───── TEXTE À LIRE ─────

Léa, peux-tu te présenter en quelques mots ?
Je suis étudiante en licence III d’Arts Plastiques. Je peins et je dessine depuis toute petite, et je suis passionnée par l’art engagé, et par l’impact qu’il peut avoir dans la société.
Quelle est ta pratique artistique actuelle ?
Disons que j’expérimente encore. Mes études m’encouragent à ne pas m’enfermer dans une seule pratique. Mais j’avoue que j’aime particulièrement créer des affiches politiques. J’aime le rapport étroit qu’elles entretiennent avec l’art, tout en questionnant le.a spectateur.trice sur la société dans laquelle il.elle évolue.
Pour le visuel du panier mai 68, tu as proposé à Kilti une illustration d’affiche « Sors de la meute et mords le maître », peux tu nous parler de ton travail sur ces affiches justement?

───── EXTRAIT DE DONNÉES ─────

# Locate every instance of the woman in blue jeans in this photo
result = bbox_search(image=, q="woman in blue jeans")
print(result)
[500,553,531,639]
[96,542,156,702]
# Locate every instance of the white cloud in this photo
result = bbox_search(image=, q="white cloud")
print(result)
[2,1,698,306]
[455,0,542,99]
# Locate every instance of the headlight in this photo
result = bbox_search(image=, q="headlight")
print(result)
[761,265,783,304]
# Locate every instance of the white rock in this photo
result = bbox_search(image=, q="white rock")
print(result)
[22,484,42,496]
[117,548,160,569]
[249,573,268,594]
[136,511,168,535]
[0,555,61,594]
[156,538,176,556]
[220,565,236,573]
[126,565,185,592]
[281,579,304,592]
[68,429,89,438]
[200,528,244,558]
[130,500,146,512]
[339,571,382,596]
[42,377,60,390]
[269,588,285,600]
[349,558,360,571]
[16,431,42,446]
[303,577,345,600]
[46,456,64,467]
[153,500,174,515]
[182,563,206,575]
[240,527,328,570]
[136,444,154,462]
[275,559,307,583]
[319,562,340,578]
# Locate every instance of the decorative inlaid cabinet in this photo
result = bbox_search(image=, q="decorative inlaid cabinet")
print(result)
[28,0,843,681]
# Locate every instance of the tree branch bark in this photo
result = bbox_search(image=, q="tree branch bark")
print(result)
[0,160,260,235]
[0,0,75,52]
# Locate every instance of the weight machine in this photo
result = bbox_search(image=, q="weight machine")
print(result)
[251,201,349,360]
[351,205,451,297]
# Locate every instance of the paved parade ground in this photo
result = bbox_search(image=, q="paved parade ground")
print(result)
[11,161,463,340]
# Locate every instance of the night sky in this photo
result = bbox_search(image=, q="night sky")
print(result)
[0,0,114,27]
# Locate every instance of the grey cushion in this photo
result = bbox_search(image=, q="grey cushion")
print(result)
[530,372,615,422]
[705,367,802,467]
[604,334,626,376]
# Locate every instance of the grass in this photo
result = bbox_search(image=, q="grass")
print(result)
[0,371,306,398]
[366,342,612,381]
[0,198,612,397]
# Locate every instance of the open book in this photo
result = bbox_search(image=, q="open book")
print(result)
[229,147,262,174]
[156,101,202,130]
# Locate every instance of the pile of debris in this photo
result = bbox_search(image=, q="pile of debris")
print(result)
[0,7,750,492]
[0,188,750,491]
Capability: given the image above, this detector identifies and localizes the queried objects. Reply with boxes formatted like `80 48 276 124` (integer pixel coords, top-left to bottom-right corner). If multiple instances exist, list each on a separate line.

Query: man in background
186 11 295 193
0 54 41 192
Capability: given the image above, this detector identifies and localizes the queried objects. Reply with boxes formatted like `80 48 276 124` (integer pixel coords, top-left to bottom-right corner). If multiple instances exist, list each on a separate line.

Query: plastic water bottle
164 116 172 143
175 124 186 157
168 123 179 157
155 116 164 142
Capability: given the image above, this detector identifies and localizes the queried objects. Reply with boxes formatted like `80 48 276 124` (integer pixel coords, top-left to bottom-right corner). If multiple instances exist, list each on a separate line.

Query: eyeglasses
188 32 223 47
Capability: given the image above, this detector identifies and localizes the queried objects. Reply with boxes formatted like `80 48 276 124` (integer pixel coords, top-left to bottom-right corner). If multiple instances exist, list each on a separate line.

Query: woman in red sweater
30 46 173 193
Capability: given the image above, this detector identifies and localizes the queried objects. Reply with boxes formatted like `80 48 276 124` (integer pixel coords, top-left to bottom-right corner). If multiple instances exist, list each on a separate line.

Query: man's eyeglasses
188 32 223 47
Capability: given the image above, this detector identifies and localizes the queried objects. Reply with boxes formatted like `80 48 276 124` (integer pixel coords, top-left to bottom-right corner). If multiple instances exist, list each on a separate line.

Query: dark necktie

─────

**CONSIGNE:** Poursuivez l'entretien avec Léa, étudiante en arts plastiques, à la suite de la dernière question posée.

**RÉSULTAT:**
L’idée, c’était de m’inspirer des visuels de mai 68 pour recréer des affiches en accord avec notre société actuelle. Les affiches de mai 68 me plaisaient dans leur côté brut et spontané. Leur but était de dénoncer de façon claire et lisible. Et pourtant aujourd’hui elles portent un intérêt artistique indéniable. « Sors de la meute et mords le maître » fait directement écho aux violences policières, omniprésentes aujourd’hui (comme hier, d’ailleurs). J’ai voulu tourner ça de façon un peu humoristique en mettant en scène un chien de policier.ère qui se retournerait contre ce.tte dernier.ère . Après, la notion de » maître » peut être interprétée dans un sens plus large.
Pour les 50 ans de Mai 68 on voit pas mal d’affiches et de visuels de toute sorte, beaucoup de graphisme, tu utilises des méthodes « à l’ancienne » à l’heure du hashtag et du tweet. Quelle est ta démarche artistique là-dessus, quel est ton procédé de création ?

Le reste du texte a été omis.